* PROBLEM SET *
A. Reproduce the conflict resolution article word for word, from "COALESCE(crm.email, product.email, ga4.email)" up to and including "over GA4 data.".
B. Answer these from the conflict resolution article:
(i) What does COALESCE return?
(ii) In the per-field priority code, which system is treated as authoritative for payment data?
(iii) Where does the conflict resolution article say per-field priorities should be documented?
C. Resume the conflict resolution article, writing on from its last sentence.

:: EXTRACT

Multi-Source Conflict Resolution

When you merge records from multiple source systems into a unified entity — a Customer 360 model, a product catalog from multiple vendors, a consolidated transaction ledger — you will encounter conflicting data. A contact’s job title might be “VP Sales” in Salesforce and “Vice President, Sales” in HubSpot. Their email might have been updated in the CRM but not in your product database. Their phone number might exist in one system and be null in another.

You need a strategy for which source wins, and you need that strategy to be explicit, consistent, and auditable. Implicit conflict resolution — whatever happens to come first in a join — produces unpredictable results and silent data quality degradation.

Three patterns handle the vast majority of cases.

Priority-based resolution

Pick from a ranked list of sources. The most authoritative system wins, regardless of when the data was updated.

COALESCE(crm.email, product.email, ga4.email) AS customer__email,
COALESCE(crm.company_name, product.company_name) AS customer__company_name,
COALESCE(crm.phone, product.phone) AS customer__phone

COALESCE returns the first non-null value. The order of arguments defines the priority: CRM data wins over product data, which wins over GA4 data.

When to use it: When one system is clearly the system of record for a given field. CRM is the source of truth for contact details. The billing system is the source of truth for payment information. The product database is the source of truth for feature usage. The priority should reflect the business process that maintains each field.

Strengths: Simple. Easy to understand, easy to audit, easy to debug. When a stakeholder asks “where does the email come from?” the answer is a one-line explanation: “CRM first, then product, then GA4.”

Weaknesses: A CRM email that was accurate two years ago wins over a product email updated yesterday. Priority ignores recency, which can be a problem for fields that change frequently.

Per-field priority

The priority order doesn’t have to be the same for every field. In practice, it rarely should be:

-- CRM is authoritative for contact details
COALESCE(crm.email, product.email) AS customer__email,
COALESCE(crm.company_name, product.company_name) AS customer__company_name,

-- Product is authoritative for usage data
COALESCE(product.last_login_at, crm.last_activity_at) AS customer__last_active_at,

-- Billing is authoritative for payment data
COALESCE(billing.plan_name, product.plan_name) AS customer__plan_name

Document these per-field priorities in your model’s YAML description or in a dbt docs block. Future maintainers (including future you) need to understand why the CRM wins for email but the product wins for activity timestamps.

Recency-based resolution

Take whichever value was updated most recently, regardless of source. The assumption is that the most recent update to a field is the most accurate.

CASE
    WHEN crm.updated_at >= COALESCE(product.updated_at, TIMESTAMP('1970-01-01'))
    THEN crm.job_title
    ELSE product.job_title
END AS customer__job_title

When to use it: For fields where the most recent update is likely the most accurate — job title, phone number, address, company name. These change over time, and the system that captured the change most recently is probably right.

Strengths: Adapts automatically. If a contact updates their job title in your product’s profile settings, you don’t need a CRM sync to pick up the change. The most recent value wins.

::::
:: DATA SUPPLIED

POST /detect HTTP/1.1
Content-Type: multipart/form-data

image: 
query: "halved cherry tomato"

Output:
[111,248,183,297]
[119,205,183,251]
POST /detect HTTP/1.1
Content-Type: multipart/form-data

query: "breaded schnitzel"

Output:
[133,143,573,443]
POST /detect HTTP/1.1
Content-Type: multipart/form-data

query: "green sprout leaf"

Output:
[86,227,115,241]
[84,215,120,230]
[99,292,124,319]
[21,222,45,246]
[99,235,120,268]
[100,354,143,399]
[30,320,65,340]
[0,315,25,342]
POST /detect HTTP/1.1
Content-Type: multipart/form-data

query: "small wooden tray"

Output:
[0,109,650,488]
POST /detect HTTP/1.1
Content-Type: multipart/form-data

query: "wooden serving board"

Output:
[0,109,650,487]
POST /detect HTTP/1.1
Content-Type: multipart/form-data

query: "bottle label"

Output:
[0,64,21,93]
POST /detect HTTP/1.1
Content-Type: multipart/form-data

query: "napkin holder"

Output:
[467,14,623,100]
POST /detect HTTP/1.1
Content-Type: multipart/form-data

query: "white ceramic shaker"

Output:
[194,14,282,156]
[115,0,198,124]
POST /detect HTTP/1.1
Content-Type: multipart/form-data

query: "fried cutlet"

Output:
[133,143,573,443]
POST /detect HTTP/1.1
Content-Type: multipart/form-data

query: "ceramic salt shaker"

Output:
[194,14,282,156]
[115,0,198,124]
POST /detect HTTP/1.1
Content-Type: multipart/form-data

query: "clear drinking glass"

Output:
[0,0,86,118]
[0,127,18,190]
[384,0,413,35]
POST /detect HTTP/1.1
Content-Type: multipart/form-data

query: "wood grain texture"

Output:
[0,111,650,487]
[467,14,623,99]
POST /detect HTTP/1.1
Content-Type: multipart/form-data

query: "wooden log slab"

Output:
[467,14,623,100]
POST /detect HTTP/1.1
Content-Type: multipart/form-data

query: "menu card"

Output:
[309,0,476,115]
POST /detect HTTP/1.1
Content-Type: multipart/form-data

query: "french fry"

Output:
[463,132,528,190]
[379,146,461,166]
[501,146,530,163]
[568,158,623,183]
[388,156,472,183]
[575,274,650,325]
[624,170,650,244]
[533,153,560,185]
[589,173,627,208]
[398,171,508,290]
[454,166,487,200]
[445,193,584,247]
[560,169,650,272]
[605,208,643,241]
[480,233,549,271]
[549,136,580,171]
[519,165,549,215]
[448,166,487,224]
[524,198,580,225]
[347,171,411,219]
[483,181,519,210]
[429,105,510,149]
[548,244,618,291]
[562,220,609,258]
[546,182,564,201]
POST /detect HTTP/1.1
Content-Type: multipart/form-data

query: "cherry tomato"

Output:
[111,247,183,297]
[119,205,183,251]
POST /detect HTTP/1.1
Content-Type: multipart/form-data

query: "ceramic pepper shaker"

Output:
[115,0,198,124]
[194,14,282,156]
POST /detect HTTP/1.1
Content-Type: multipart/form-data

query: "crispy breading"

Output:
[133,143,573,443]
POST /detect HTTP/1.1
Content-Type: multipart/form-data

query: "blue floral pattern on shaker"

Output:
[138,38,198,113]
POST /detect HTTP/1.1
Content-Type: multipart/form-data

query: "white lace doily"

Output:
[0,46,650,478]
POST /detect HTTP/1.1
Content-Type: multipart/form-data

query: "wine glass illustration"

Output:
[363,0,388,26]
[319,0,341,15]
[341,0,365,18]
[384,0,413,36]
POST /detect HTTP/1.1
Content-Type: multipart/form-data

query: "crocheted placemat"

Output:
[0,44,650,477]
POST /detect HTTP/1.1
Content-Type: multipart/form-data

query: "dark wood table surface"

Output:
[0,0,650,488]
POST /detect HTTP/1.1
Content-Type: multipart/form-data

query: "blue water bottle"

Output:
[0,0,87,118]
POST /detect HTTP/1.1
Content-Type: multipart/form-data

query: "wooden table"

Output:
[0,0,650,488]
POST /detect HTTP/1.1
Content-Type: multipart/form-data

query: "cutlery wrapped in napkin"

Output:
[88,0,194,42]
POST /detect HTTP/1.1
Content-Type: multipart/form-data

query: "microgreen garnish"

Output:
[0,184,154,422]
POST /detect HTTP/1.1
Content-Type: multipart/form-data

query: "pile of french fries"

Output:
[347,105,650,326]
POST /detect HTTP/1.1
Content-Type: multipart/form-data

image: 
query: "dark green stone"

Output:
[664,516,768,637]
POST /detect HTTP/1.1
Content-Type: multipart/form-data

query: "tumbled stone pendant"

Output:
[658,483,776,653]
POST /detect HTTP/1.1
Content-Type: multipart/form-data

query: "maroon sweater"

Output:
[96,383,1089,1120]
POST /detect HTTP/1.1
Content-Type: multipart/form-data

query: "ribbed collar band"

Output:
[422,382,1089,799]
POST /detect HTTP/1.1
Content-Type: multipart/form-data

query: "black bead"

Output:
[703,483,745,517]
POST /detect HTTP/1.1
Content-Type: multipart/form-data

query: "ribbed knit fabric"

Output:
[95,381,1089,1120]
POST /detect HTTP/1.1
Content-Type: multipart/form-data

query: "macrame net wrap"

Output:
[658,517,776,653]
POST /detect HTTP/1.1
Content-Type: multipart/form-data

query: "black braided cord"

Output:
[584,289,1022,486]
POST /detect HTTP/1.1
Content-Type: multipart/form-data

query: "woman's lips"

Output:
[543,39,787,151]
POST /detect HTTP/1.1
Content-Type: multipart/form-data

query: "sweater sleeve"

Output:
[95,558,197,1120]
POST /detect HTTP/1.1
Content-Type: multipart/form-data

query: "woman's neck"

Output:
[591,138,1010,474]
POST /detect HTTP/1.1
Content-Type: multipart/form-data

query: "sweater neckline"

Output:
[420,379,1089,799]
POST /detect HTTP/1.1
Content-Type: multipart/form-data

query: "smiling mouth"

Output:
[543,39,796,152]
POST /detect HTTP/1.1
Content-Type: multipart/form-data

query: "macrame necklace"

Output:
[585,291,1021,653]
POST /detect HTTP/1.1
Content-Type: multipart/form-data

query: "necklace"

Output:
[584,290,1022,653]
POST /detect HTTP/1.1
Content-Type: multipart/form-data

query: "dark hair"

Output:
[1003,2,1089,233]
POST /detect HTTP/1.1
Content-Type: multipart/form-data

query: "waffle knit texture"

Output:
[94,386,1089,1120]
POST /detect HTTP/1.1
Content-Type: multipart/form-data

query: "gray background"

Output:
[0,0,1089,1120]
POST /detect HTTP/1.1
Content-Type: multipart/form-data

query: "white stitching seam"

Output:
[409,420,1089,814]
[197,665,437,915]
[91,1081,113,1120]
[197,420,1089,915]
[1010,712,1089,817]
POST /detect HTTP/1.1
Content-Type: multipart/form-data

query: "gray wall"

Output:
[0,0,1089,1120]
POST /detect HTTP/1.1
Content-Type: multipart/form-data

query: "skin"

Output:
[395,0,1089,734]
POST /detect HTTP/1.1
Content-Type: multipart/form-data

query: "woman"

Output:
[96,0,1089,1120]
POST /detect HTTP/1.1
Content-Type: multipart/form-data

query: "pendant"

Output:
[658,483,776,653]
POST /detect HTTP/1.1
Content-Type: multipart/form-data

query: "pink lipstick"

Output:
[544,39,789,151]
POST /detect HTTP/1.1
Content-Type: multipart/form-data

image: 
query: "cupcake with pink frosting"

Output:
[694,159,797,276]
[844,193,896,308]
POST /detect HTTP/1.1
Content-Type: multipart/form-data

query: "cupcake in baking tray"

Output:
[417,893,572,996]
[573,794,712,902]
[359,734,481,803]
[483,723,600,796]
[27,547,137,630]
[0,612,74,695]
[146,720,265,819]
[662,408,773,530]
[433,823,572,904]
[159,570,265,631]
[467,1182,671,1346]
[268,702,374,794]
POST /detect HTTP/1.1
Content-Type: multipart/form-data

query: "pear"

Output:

::::

* PER-TASK ANSWERS *
A.
COALESCE(crm.email, product.email, ga4.email) AS customer__email,
COALESCE(crm.company_name, product.company_name) AS customer__company_name,
COALESCE(crm.phone, product.phone) AS customer__phone

COALESCE returns the first non-null value. The order of arguments defines the priority: CRM data wins over product data, which wins over GA4 data.

B.
(i) The first non-null value.
(ii) Billing.
(iii) In the model's YAML description or in a dbt docs block.

C.
Weaknesses: Requires updated_at timestamps from each source, and those timestamps need to be reliable. If one system uses the record creation date instead of the last modification date, recency comparison is meaningless. Also more complex than COALESCE, especially when comparing across three or more sources.

Scaling to multiple sources

For more than two sources, a pattern using ARRAY_AGG with ordering avoids deeply nested CASE statements:

(
    SELECT value
    FROM UNNEST([
        STRUCT(crm.job_title AS value, crm.updated_at AS updated_at),
        STRUCT(product.job_title AS value, product.updated_at AS updated_at),
        STRUCT(billing.job_title AS value, billing.updated_at AS updated_at)
    ])
    WHERE value IS NOT NULL
    ORDER BY updated_at DESC
    LIMIT 1
) AS customer__job_title

This is BigQuery-specific syntax. On Snowflake, you’d use a lateral flatten or a CTE with ROW_NUMBER. The principle is the same: collect all non-null values with their timestamps, pick the most recent.

Source-specific fields

Sidestep the conflict entirely. Instead of picking one email, keep them all:

crm.email AS customer__crm_email,
product.email AS customer__product_email,
ga4.email AS customer__ga4_email

When to use it: When downstream consumers need to know the provenance of a value. Reverse ETL to the CRM should use the CRM email, not a product email that might differ. An email marketing platform might want to try all known addresses. A data quality dashboard might flag records where emails disagree.

Strengths: No information loss. Every source’s value is preserved. Consumers make their own choice about which to use.

Weaknesses: Makes the table wider. Three email columns instead of one. For a Customer 360 with five source systems and twenty conflicting fields, this produces a hundred columns. Also pushes the resolution decision to the consumer, which can lead to inconsistent downstream logic if different teams pick different columns.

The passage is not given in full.